Angaben zur Aufgabe:
Schreiben Sie aus dem Forumsbeitrag über das graue Teichwasser den Abschnitt ab, der mit „(Von unten gespeist“ beginnt und bis einschließlich „diese Bekämpfen ?“ reicht.

Auszug:
# Plötzlich ist das Wasser Grau!



## Bene Benassi (30. Mai 2014)

Guten Tag,

ich habe einen Teich mit 900L Volumen und einen Goldfischbestand von 13 Fischen. (Länge ca. 10cm).

Ich habe nach Anleitung einen Teichfilter aus einem 15 Liter Blumentopf gespeist von einer 15W Solarpumpe mit einem Wasserdurchsatz von 250L/h gebaut.

Der Grund zum Filter waren Schwebealgen die das Wasser grün färbten! Daraufhin habe ich das Wasser zum größten Teil abgepumt und mit frischem Wasser aufgefüllt. Mein Problem allerdings ist das dass Wasser nun gräulich ist und der Filter dies nicht ausfiltern kann.

Mitdazu habe ich eine Sauerstoffpume die ca 60L/Umgebungsluft ins Wasser pumpt.

Der Aufbau vom Filter ist wiefolgt:

(Von unten gespeist und oben ausgelassen)

-Große Steine
-Filtermatte 10ppi
-Filtermatte 30ppi
-Filtermatte 45ppi

Was könnte die Ursasche zur Trübung sein und wie kann ich diese Bekämpfen ?

(Das besondere an meinem Teich ist das er völlig autark fungiert. Die beiden Pumpen laufen mit 12V und werden von einem Solarpannel, Akkumulatoren und Laderegler gespeist)

Einträge im Datensatz:
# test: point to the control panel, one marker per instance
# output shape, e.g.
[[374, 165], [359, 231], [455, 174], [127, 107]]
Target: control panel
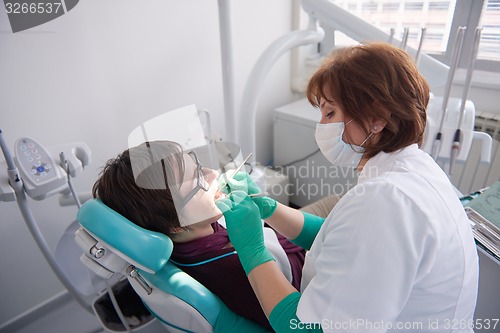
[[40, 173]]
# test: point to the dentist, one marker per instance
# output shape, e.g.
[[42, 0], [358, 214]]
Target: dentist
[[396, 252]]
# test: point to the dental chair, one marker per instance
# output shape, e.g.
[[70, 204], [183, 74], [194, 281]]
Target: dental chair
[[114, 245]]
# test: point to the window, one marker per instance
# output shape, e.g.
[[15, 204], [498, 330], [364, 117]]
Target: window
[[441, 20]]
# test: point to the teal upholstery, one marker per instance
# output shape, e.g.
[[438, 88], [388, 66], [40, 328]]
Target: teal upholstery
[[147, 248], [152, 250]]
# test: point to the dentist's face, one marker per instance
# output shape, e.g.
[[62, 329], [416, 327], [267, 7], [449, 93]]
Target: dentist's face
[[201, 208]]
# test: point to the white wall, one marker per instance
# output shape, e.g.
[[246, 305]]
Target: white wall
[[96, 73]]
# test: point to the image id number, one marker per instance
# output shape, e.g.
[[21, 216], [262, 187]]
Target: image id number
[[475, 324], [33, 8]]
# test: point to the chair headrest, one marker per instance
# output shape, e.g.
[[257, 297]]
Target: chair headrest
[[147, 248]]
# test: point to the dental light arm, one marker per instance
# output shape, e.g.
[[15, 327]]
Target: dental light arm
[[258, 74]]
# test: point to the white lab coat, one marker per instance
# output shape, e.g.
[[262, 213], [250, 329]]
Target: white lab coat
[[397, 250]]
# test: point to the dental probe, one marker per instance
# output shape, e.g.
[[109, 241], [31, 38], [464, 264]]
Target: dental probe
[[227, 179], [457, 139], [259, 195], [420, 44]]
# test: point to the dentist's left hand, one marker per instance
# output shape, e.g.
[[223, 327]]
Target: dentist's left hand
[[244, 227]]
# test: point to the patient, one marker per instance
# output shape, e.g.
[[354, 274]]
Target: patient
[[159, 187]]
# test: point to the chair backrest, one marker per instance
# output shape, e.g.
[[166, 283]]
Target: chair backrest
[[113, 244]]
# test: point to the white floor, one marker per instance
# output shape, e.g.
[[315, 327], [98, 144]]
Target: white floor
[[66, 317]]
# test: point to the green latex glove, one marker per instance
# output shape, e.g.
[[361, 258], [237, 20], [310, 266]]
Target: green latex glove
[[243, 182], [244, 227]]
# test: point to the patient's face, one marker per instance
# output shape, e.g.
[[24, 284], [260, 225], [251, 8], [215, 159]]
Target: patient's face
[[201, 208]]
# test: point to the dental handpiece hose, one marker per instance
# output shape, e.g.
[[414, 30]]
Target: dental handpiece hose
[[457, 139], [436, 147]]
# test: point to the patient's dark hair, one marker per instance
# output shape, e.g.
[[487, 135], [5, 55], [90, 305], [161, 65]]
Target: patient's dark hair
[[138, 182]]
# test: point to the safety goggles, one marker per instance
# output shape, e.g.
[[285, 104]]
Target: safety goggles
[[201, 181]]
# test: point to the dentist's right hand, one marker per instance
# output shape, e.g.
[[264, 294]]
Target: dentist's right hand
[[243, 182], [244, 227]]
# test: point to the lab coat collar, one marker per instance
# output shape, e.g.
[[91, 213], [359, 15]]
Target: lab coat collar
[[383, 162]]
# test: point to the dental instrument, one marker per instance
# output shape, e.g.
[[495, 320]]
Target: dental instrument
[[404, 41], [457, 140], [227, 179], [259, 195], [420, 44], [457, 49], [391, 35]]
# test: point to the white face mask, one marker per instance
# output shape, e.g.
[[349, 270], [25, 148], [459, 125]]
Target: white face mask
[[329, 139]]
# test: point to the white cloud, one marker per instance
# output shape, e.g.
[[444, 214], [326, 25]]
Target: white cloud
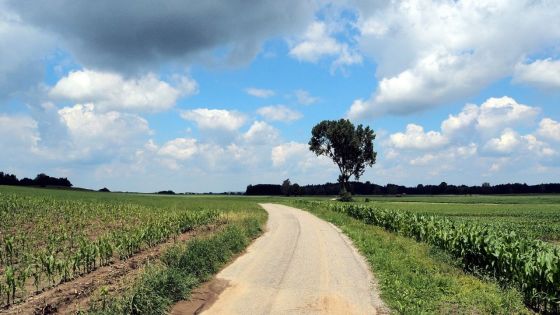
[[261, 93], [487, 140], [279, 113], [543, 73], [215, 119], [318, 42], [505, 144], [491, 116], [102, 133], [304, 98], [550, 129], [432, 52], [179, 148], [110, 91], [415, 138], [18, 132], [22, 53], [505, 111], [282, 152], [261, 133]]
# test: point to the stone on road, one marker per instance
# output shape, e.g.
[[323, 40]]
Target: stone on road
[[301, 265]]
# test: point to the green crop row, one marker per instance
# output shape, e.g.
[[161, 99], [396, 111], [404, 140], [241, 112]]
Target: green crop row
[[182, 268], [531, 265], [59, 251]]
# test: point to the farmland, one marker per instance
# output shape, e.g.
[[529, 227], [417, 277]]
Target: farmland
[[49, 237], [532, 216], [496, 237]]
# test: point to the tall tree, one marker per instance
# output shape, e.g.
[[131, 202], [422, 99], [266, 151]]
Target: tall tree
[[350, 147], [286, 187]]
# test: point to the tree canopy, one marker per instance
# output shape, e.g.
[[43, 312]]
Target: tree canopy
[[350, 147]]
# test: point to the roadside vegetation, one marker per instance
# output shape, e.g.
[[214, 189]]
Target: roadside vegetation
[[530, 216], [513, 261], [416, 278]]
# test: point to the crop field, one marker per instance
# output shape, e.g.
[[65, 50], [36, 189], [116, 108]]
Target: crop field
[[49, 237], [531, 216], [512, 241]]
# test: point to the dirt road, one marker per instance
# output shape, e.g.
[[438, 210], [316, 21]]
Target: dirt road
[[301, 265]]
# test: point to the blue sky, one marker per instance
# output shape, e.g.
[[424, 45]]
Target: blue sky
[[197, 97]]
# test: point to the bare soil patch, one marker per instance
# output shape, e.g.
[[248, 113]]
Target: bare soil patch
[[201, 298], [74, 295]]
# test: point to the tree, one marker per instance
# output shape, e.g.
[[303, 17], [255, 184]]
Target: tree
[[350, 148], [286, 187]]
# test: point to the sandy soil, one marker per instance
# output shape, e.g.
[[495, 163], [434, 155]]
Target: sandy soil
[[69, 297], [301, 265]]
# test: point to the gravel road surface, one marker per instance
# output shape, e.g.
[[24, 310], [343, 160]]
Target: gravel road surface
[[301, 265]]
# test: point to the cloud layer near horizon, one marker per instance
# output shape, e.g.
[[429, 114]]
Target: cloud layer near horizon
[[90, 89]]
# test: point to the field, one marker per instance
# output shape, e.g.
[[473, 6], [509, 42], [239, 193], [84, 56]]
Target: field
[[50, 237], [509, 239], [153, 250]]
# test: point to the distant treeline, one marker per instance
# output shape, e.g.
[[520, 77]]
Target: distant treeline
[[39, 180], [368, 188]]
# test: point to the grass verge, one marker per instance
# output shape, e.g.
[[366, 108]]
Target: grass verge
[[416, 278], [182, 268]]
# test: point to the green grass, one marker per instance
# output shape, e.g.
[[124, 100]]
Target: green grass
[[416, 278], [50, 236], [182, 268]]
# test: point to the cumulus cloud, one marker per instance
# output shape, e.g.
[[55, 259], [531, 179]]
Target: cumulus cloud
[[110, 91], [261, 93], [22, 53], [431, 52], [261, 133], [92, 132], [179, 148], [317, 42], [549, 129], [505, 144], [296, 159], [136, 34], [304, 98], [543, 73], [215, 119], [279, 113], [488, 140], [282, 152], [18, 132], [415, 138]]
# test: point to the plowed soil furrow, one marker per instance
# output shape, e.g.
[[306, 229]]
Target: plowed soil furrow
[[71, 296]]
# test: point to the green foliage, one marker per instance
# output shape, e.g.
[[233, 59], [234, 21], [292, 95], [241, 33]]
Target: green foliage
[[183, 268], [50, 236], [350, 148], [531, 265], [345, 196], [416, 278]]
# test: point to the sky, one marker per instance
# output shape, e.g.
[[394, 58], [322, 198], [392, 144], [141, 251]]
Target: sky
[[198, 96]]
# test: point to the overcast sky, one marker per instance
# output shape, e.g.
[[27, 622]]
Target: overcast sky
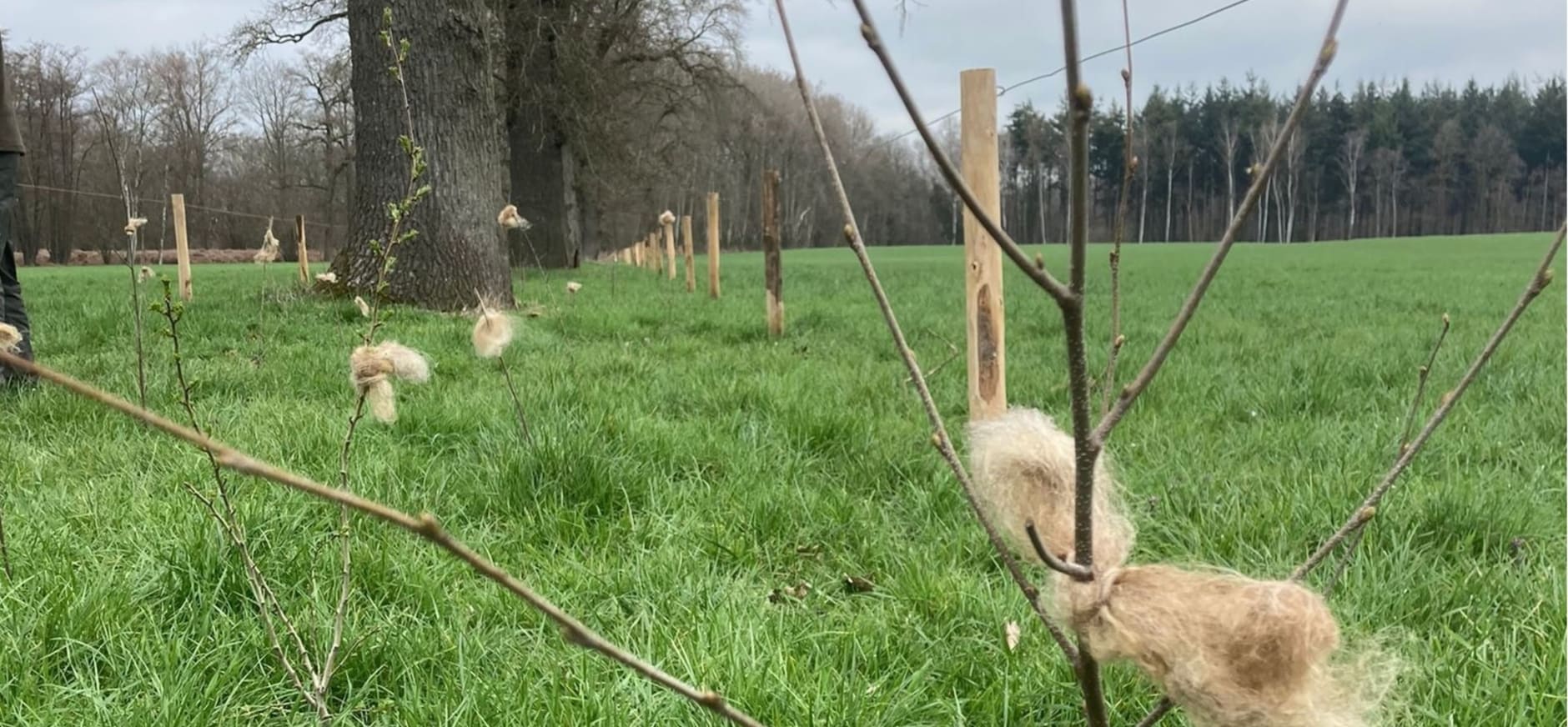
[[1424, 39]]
...
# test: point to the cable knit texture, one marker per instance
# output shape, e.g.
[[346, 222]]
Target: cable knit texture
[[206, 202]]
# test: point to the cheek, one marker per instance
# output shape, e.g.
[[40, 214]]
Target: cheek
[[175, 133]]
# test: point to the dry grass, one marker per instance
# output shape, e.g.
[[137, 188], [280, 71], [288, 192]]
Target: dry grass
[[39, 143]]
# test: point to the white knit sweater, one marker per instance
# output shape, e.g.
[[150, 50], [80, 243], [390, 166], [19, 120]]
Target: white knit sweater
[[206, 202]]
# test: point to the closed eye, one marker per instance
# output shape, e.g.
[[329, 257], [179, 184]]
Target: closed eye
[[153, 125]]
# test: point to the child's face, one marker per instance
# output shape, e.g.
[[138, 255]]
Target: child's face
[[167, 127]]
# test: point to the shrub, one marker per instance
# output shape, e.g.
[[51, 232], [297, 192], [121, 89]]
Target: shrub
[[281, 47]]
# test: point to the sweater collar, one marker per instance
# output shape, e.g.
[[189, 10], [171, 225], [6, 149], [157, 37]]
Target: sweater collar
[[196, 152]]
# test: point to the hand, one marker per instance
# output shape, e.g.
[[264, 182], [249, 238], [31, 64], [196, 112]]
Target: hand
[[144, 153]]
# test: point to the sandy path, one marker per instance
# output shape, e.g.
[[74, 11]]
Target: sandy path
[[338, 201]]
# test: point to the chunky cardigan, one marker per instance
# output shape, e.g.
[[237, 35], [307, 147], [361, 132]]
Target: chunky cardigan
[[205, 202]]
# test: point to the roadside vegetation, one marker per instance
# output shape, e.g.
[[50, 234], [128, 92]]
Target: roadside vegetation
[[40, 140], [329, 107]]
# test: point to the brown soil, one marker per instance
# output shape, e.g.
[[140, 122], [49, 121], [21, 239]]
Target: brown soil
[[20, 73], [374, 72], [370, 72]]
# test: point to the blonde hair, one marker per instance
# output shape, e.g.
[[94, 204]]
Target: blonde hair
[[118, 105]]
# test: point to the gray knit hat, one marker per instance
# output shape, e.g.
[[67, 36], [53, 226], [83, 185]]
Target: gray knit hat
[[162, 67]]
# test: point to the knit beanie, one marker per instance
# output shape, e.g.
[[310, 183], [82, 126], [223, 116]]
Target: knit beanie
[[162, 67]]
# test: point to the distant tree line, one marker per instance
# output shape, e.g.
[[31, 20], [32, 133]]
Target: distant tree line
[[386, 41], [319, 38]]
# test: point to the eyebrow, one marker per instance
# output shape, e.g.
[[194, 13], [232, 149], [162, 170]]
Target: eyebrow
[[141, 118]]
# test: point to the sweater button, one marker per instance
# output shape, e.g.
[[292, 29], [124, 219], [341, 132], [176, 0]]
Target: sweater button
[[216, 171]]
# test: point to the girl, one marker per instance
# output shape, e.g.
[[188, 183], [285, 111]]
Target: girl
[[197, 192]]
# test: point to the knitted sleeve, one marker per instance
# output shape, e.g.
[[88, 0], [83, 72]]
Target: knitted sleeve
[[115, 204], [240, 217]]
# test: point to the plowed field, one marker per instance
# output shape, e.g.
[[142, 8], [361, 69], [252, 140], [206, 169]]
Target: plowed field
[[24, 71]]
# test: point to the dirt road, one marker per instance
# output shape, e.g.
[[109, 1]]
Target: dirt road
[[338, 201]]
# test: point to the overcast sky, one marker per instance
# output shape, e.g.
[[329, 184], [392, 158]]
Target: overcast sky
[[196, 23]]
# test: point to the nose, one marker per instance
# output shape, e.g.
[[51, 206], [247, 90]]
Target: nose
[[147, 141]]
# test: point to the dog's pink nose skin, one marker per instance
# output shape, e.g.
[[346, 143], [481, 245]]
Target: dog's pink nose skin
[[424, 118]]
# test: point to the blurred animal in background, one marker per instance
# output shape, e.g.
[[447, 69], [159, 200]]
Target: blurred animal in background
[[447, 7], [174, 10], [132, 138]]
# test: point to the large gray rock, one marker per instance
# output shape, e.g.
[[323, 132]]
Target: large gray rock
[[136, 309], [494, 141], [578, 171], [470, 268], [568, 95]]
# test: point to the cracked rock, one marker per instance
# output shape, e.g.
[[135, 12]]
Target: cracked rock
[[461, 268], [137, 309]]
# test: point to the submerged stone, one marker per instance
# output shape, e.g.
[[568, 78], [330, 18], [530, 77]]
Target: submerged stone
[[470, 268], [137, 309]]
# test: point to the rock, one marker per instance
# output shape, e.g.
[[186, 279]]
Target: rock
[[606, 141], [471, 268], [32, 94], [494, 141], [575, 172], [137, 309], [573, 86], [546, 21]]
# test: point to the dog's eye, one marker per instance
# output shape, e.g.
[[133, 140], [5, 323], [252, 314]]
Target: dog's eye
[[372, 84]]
* * *
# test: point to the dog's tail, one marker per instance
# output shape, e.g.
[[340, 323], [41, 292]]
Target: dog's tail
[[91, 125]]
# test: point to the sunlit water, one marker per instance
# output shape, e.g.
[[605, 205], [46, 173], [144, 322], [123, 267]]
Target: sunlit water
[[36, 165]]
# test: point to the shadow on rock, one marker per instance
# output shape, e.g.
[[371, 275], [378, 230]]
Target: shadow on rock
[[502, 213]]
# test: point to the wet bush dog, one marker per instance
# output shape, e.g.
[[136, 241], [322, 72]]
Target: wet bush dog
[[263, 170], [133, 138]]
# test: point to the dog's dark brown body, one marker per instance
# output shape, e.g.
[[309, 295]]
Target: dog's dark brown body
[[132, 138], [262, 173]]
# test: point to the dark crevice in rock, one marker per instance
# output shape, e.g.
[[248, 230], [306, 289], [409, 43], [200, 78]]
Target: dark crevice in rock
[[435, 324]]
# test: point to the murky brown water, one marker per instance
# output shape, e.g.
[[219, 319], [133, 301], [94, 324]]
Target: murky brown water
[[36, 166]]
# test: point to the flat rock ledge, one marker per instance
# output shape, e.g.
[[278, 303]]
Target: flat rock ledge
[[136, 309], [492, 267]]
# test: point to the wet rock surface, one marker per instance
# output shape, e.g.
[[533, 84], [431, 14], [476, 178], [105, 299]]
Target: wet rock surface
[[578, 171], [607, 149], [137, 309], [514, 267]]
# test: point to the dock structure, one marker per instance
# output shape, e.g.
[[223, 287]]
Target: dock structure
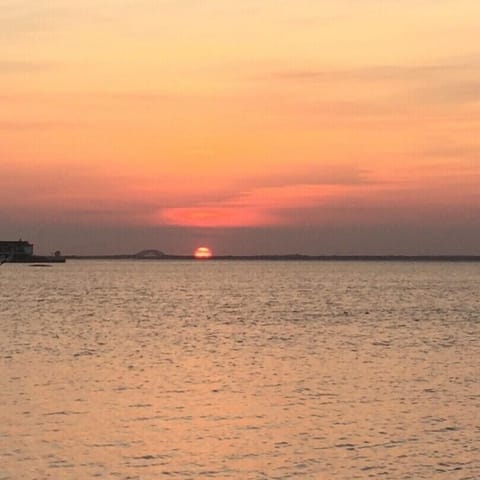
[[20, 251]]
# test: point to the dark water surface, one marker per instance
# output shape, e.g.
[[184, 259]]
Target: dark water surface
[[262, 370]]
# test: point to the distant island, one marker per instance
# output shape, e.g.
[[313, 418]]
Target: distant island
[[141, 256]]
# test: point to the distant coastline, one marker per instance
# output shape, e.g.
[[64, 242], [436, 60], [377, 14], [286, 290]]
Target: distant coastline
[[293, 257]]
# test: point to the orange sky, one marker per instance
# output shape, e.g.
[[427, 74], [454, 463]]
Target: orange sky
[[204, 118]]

Lösung der Aufgabe:
(Von unten gespeist und oben ausgelassen)

-Große Steine
-Filtermatte 10ppi
-Filtermatte 30ppi
-Filtermatte 45ppi

Was könnte die Ursasche zur Trübung sein und wie kann ich diese Bekämpfen ?